══ DATA EXCERPTS

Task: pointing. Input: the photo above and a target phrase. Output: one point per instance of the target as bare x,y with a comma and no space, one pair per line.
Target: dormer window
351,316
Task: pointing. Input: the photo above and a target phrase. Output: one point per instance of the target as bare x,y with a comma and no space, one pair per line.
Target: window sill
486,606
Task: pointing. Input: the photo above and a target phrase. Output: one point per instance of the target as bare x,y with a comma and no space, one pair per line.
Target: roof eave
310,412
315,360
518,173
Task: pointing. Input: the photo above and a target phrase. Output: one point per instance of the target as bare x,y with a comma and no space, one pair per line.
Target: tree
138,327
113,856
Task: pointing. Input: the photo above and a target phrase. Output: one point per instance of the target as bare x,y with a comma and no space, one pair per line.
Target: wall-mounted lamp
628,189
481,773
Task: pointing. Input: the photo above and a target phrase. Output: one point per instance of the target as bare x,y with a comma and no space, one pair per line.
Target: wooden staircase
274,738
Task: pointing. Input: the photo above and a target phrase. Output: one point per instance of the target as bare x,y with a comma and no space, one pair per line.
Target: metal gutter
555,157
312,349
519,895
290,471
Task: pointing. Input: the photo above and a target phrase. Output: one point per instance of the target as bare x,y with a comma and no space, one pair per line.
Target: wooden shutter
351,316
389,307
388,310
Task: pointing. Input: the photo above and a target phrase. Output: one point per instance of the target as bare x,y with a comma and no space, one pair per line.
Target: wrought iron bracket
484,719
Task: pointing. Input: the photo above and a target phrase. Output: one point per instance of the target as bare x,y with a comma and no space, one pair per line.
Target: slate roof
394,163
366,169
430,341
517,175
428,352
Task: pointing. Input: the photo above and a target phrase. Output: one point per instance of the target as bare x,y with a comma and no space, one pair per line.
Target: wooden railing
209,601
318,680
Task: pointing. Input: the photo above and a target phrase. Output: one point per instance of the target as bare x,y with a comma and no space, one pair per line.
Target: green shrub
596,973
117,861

════

__EXERCISE OBJECTIVE__
Restate the entries. Match them exactly.

__EXERCISE ANSWER__
Task: pointing. Input: the photo above and a target phrase. Output: one point per instance of the target as bare x,y with a comma and no space, one pair per line.
Target: dormer window
351,316
Task: pointing. Input: the photo above and a target phrase. Output: one point per instance of the target as bare x,y with a comma and no space, one pair per line.
Target: window sill
486,606
Task: pointing. Input: the photo above and a target phrase. Output: one point per instance of the target as bare x,y with a comma and no space, one pair per line.
Target: roof eave
310,412
315,360
518,173
Task: pointing. Input: the photo above and a target phrase. Output: one point per instance of the target as bare x,y with a comma and no space, one pair per line.
Target: tree
138,327
113,856
Task: pointing. Input: the photo above and a target phrase. Output: one point per instance of the target as bare x,y with a comma and no space, one pair per line.
Target: wall-mounted lamp
628,189
481,773
Task: pointing. Input: the photo above and a target phrase. Output: one point per instance of the target as bare x,y with a comma and no space, one pair per line.
Target: wooden staircase
274,738
Task: pointing. Input: the photo above and a target phrase. Output: one point per instance of the target as bare x,y with a comma and no space, one pair per line.
Target: metal gutter
555,157
312,349
519,895
290,471
Task: pointing. Input: the photo above and a target phrase. Output: one point per instance of the target as bare x,y with a comma and no space, one pair per line.
Target: wooden shutter
351,316
389,307
388,310
Task: pointing. Input: the photo above and a target phrase. Output: one point per instance of the target as bare x,y with a comma and no space, one pair per line.
Target: wrought iron bracket
484,719
Task: pointing. Input: the photo above and a target phrase. Output: one point per instance of the target as bare x,y with a comma and no space, one pair per line.
Target: slate roof
394,163
366,169
430,341
517,175
428,352
Task: pointing. Input: the photo above and a target phrase. Output: one point per instance of the target as bare x,y with a comma and no space, one pair per line.
Target: wooden railing
209,601
318,680
Task: pointing. Input: the photo above and a target phrase. Output: one point per instance of the target as bare x,y with a comma and no space, one pair per line.
Target: green shrub
596,973
117,861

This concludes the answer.